Quoted passage Start Marker

Housing and Urban Development Secretary Dr. Ben Carson, who recently tested positive for COVID-19, took to Facebook to thank everyone who helped and prayed for him and his wife Candy as they battled COVID-19.
"Thank you everyone for your support and prayers as Candy and I battled COVID-19," he said.
Carson said he came to a point of being "extremely sick," and that his condition improved after being given Oleander 4X. This was followed by a short period of having only minor symptoms. However, because he has other medical conditions, his minor symptoms "accelerated" and he "became desperately ill."
Fortunately, he was cleared to receive monoclonal antibody therapy, the same treatment given to Pres. Donald Trump, and he recovered.
"President Trump was following my condition and cleared me for the monoclonal antibody therapy that he had previously received, which I am convinced saved my life," Carson said.
According to the U.S. Food and Drug Administration, monoclonal antibody treatment uses laboratory manufactured proteins that mimic the action of human antibodies in the immune system. Monoclonal antibodies boost the body's ability to ward off harmful substances like viruses. The FDA has made this kind of treatment is available only by emergency use authorization (EUA).
Carson thanked the White House medical team and the Walter Reed medical team who tended to him. The secretary believes he has overcome the more difficult hurdle of the illness, saying he is now "out of the woods."
While grateful for getting excellent medical care, Carson said the country should now focus on making comparable treatments accessible to everyone. He hoped this can be done through combined efforts and by not "playing politics."

Quoted passage End Marker
Provided records Start Marker

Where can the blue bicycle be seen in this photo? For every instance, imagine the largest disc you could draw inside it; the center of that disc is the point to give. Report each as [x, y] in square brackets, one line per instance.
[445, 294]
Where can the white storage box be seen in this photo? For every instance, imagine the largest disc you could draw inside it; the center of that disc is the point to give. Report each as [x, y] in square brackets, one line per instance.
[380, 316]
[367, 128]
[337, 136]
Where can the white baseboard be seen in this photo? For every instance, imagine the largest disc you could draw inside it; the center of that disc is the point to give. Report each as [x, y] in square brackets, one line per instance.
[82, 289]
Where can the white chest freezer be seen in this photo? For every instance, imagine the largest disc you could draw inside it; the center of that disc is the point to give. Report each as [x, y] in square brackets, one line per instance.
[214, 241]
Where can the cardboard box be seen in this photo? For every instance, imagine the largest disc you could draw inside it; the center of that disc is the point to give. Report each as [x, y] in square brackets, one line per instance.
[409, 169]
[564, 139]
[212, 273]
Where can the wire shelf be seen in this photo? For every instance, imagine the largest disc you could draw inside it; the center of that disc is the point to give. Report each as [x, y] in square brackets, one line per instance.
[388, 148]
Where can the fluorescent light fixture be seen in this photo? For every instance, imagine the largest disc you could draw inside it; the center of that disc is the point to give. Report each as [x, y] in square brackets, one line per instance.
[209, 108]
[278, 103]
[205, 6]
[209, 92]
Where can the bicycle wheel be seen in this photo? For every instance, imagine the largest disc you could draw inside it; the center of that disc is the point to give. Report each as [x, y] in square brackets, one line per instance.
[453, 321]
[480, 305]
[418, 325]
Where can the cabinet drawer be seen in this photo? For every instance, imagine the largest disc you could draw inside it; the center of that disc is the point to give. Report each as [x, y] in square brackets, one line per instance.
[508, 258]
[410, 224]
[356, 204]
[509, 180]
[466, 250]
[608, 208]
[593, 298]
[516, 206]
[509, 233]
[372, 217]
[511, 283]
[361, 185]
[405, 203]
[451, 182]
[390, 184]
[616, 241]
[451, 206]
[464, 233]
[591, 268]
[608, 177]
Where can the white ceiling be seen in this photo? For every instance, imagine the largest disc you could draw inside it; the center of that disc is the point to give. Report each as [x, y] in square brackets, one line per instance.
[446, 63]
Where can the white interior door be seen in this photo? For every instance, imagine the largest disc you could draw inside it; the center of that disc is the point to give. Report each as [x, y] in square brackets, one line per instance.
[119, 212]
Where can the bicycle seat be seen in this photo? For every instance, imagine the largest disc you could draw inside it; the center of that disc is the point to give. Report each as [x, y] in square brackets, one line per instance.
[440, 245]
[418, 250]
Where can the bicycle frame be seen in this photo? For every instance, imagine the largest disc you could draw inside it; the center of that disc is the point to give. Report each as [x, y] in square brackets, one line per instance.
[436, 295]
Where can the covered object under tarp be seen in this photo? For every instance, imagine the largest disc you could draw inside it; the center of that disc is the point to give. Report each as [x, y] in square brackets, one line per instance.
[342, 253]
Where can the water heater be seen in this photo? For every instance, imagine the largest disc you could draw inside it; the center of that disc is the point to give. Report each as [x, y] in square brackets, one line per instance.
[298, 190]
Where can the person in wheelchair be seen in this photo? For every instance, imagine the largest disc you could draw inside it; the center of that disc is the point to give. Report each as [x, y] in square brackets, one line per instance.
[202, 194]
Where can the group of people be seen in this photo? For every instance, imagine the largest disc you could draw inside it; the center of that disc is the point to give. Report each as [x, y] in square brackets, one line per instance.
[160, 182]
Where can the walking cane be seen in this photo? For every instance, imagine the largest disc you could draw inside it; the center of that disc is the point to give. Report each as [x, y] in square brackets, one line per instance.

Provided records End Marker

### Aim of the exercise
Carry on the article about Ben Carson's recovery from COVID-19, beginning after its final sentence. The records have no connection to the text on Ben Carson's illness.

### Answer to this problem
On Nov. 10, Carson's deputy chief of staff Coalter Baker said in a statement to ABC News that the secretary experienced some symptoms that led him to be tested for the coronavirus, and his test result came out positive.
At that time, Baker said the secretary was "in good spirits" and was glad to have access to "effective therapeutics." Carson also wrote on his social media page that he would be on quarantine for a few days, but he was well enough to continue working.
After overcoming the difficult part of the illness, Carson is optimistic that when effective treatments are made available to the public, the country can return to a sense of normalcy and the economy can reopen. He said there are already "promising treatments" being studied.
He also warned against those who are instilling fear to the public by saying vaccine development is being done with "dangerous shortcuts." He explained that developing a vaccine involves very specific and legal steps that need to be completed before a vaccine can be approved.
"There are a number of promising treatments that need to be tested, approved, and distributed (sooner rather than later) so that the economy can be re-opened and we can all return to a semblance of normalcy," he said.
"Together we will be victorious. God is still in charge," Carson said.